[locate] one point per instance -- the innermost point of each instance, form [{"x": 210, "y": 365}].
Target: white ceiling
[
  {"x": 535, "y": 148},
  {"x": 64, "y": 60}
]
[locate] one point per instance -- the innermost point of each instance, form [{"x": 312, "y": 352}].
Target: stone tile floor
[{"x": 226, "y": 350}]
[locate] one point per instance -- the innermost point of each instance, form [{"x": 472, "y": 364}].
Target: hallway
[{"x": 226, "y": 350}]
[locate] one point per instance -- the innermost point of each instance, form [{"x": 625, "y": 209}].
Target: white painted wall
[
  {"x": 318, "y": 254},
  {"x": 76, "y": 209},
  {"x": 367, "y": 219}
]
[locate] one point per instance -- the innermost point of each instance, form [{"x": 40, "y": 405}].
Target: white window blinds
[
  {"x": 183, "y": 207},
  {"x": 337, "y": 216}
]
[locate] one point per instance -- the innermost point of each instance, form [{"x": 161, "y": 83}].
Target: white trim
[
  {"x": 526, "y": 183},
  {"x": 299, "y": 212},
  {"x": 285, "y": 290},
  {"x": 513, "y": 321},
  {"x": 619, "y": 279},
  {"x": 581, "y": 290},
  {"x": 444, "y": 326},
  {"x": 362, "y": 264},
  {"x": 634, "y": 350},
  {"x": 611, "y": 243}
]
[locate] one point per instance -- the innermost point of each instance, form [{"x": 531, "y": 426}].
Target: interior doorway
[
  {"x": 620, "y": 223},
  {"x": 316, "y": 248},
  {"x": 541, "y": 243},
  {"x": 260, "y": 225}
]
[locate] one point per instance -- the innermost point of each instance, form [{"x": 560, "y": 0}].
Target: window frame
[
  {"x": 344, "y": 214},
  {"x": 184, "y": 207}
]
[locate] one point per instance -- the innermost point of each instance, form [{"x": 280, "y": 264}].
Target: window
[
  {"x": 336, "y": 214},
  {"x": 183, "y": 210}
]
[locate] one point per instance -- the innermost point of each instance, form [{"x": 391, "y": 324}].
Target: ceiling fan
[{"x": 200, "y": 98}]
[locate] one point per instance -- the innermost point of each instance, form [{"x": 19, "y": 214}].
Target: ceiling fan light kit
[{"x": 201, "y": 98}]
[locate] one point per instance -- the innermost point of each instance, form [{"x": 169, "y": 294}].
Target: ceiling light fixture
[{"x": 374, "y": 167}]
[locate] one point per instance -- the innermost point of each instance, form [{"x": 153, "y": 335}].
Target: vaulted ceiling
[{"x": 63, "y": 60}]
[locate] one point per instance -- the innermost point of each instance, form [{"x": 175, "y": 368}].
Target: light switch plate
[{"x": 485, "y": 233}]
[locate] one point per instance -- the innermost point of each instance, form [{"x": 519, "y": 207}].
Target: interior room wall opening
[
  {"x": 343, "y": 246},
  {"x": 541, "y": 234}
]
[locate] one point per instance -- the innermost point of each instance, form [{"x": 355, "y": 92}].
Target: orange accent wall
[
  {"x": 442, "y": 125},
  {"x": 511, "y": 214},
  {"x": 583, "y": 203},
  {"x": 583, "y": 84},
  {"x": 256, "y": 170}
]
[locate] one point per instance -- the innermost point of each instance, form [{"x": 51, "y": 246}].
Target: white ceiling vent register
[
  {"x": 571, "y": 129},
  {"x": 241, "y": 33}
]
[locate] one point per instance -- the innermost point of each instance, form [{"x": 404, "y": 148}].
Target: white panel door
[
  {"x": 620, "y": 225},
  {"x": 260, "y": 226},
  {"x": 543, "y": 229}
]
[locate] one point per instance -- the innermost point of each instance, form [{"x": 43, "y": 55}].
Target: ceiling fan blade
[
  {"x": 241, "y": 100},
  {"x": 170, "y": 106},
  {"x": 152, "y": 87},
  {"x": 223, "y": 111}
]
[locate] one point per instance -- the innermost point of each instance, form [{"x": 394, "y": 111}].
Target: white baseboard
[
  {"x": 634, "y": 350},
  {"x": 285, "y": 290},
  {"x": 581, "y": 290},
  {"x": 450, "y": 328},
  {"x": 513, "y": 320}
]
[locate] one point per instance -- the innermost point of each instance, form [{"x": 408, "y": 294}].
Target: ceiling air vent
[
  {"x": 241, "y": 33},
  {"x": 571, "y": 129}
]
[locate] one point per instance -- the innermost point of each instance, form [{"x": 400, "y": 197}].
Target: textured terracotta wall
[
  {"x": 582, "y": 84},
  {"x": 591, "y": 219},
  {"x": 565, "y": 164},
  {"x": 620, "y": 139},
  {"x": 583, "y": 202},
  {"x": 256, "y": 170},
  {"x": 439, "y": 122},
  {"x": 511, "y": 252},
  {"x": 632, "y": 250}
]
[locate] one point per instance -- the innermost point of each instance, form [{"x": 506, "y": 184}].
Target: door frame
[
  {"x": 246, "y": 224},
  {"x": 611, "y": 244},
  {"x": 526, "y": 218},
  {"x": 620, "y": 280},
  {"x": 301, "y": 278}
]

══════════

Work required
Output the data above exactly, please, line for line.

Solution for this problem
[locate] one point per instance -- the innermost point of each instance, form [{"x": 210, "y": 365}].
Target: white ceiling
[
  {"x": 535, "y": 148},
  {"x": 64, "y": 60}
]
[locate] one point per instance -- the innermost point of each instance, form [{"x": 312, "y": 352}].
Target: stone tile floor
[{"x": 226, "y": 350}]
[locate] one point per instance -- the innermost point of each instance, form [{"x": 472, "y": 364}].
Target: hallway
[{"x": 226, "y": 350}]
[locate] one point per instance -- the innermost point of each instance, form [{"x": 625, "y": 209}].
Target: white painted wall
[
  {"x": 318, "y": 254},
  {"x": 76, "y": 209},
  {"x": 367, "y": 219}
]
[locate] one point per instance -- the innermost point of each instance, form [{"x": 40, "y": 405}].
Target: white window blinds
[
  {"x": 183, "y": 207},
  {"x": 337, "y": 216}
]
[locate] one point per instance -- the innermost point of each instance, form [{"x": 161, "y": 83}].
Target: white trim
[
  {"x": 526, "y": 183},
  {"x": 299, "y": 212},
  {"x": 285, "y": 290},
  {"x": 513, "y": 321},
  {"x": 619, "y": 279},
  {"x": 581, "y": 290},
  {"x": 444, "y": 326},
  {"x": 362, "y": 264},
  {"x": 634, "y": 350},
  {"x": 611, "y": 243}
]
[locate] one point per instance -- the innermost point of each instance, form [{"x": 531, "y": 426}].
Target: interior doorway
[
  {"x": 620, "y": 223},
  {"x": 316, "y": 248},
  {"x": 541, "y": 243},
  {"x": 260, "y": 225}
]
[locate] one point per instance -- the innermost point of each instance, form [{"x": 560, "y": 0}].
Target: window frame
[
  {"x": 344, "y": 214},
  {"x": 184, "y": 207}
]
[locate] one point per instance -- the innermost point of each instance, form [{"x": 280, "y": 264}].
Target: window
[
  {"x": 336, "y": 214},
  {"x": 183, "y": 210}
]
[locate] one point per instance -- the innermost point of each instance, form [{"x": 391, "y": 324}].
Target: ceiling fan
[{"x": 200, "y": 98}]
[locate] one point per instance -- the innermost point of each instance, form [{"x": 19, "y": 214}].
Target: ceiling fan light kit
[{"x": 201, "y": 98}]
[locate] one point per instance -- the innermost point of each instance, form [{"x": 169, "y": 294}].
Target: ceiling light fixture
[{"x": 374, "y": 167}]
[locate] one point per instance -- the innermost point of each instance, form [{"x": 153, "y": 335}].
Target: vaulted ceiling
[{"x": 63, "y": 60}]
[locate] one point per instance -- the innermost point of each instance, form [{"x": 175, "y": 368}].
Target: light switch plate
[{"x": 485, "y": 233}]
[locate] one point per instance -- the innermost point of each instance, form [{"x": 519, "y": 207}].
Target: interior room wall opening
[
  {"x": 343, "y": 246},
  {"x": 541, "y": 234}
]
[locate] one point per instance -- the innermost point of each instance, form [{"x": 355, "y": 92}].
Target: orange accent wall
[
  {"x": 442, "y": 125},
  {"x": 511, "y": 214},
  {"x": 583, "y": 203},
  {"x": 583, "y": 84},
  {"x": 256, "y": 170}
]
[locate] one point per instance -- the innermost point of each instance, form [{"x": 51, "y": 246}].
Target: white ceiling vent register
[
  {"x": 571, "y": 129},
  {"x": 241, "y": 33}
]
[locate] one point per instance -- the innermost point of each instance, form [{"x": 404, "y": 148}].
Target: white panel door
[
  {"x": 620, "y": 225},
  {"x": 260, "y": 226},
  {"x": 543, "y": 229}
]
[locate] one point per instance -- the innermost point of each instance, form [{"x": 43, "y": 55}].
Target: ceiling fan blade
[
  {"x": 241, "y": 100},
  {"x": 170, "y": 106},
  {"x": 152, "y": 87},
  {"x": 223, "y": 111}
]
[locate] one point per instance -- the innermost point of each instance, form [{"x": 394, "y": 111}].
Target: white baseboard
[
  {"x": 634, "y": 350},
  {"x": 285, "y": 290},
  {"x": 581, "y": 290},
  {"x": 450, "y": 328},
  {"x": 513, "y": 320}
]
[locate] one point per instance -- the innermost point of each instance, form [{"x": 408, "y": 294}].
Target: ceiling air vent
[
  {"x": 241, "y": 33},
  {"x": 571, "y": 129}
]
[locate] one point per instance -- the innermost point of each instance, form [{"x": 400, "y": 197}].
Target: textured terracotta wall
[
  {"x": 582, "y": 84},
  {"x": 591, "y": 219},
  {"x": 565, "y": 164},
  {"x": 620, "y": 139},
  {"x": 583, "y": 202},
  {"x": 256, "y": 170},
  {"x": 439, "y": 122},
  {"x": 511, "y": 252},
  {"x": 632, "y": 250}
]
[locate] one point per instance -- the innermost point of each instance, form [{"x": 506, "y": 184}].
Target: door frame
[
  {"x": 246, "y": 224},
  {"x": 611, "y": 244},
  {"x": 526, "y": 218},
  {"x": 620, "y": 280},
  {"x": 301, "y": 278}
]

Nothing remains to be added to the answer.